* **Task instructions**
Write out the entries verbatim and leave the images out of the copy.

BEGIN Source data

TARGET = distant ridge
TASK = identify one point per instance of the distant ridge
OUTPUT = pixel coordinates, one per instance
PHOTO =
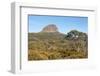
(50, 28)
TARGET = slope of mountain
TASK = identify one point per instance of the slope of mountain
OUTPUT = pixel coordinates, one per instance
(51, 44)
(50, 28)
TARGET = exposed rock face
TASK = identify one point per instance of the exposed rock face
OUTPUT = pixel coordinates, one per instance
(50, 28)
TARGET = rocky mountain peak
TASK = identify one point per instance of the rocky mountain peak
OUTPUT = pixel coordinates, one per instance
(50, 28)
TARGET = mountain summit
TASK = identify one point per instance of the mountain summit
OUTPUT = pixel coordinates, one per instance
(50, 28)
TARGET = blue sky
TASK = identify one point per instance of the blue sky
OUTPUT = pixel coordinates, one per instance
(64, 23)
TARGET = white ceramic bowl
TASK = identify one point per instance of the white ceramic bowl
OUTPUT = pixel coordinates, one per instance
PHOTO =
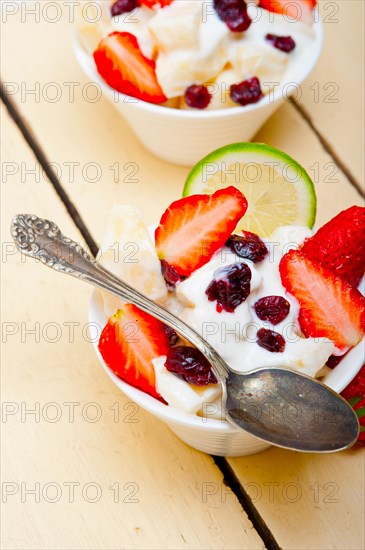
(212, 436)
(186, 136)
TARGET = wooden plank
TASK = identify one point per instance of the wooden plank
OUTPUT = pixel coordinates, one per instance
(333, 95)
(308, 501)
(123, 480)
(84, 132)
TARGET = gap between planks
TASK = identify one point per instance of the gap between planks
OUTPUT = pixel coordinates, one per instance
(40, 155)
(229, 477)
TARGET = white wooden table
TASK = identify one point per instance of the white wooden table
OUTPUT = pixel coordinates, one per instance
(82, 467)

END Source data

* **Reply to the exercise**
TARGET = distant ridge
TASK = identify one point per instance of the distant ridge
OUTPUT = pixel coordinates, one per instance
PHOTO =
(50, 28)
TARGET = slope of mountain
TASK = identify one point per instance of the slope of mountain
OUTPUT = pixel coordinates, one per instance
(51, 44)
(50, 28)
TARGET = exposed rock face
TASK = identify one point per instance of the exposed rock face
OUTPUT = pixel coordinates, one per instance
(50, 28)
TARGET = rocky mountain peak
TASK = identify one point per instance of the rocky mountain peak
OUTPUT = pixel coordinates, one per instance
(50, 28)
TARGET = mountain summit
TASK = identify one point per instance of the mountain summit
OUTPUT = pixel coordinates, one per instance
(50, 28)
TARGET = blue sky
TASK = identify one point per instance of the blue sky
OUTPUT = pixel coordinates, one per instance
(64, 23)
TARGET = white ceramic bowl
TASK = identify one point per instance of the white ceramic bowl
OUTPUT = pixel coordinates, one per instance
PHOTO =
(212, 436)
(186, 136)
TARGET = wooden plank
TASK = identify one point per instance of the wooden plank
OUTPUT = pixel coordinates, one per instance
(333, 95)
(308, 501)
(123, 480)
(84, 132)
TARGET = gap between planks
TASK = identify one point per instance of the gap between planks
OUTPUT = pixel coordinates, one per instance
(40, 155)
(229, 477)
TARGET = white wooden table
TASK = identify one point per instance of the white wooden table
OUTPUT = pixel coordinates, one per instance
(82, 467)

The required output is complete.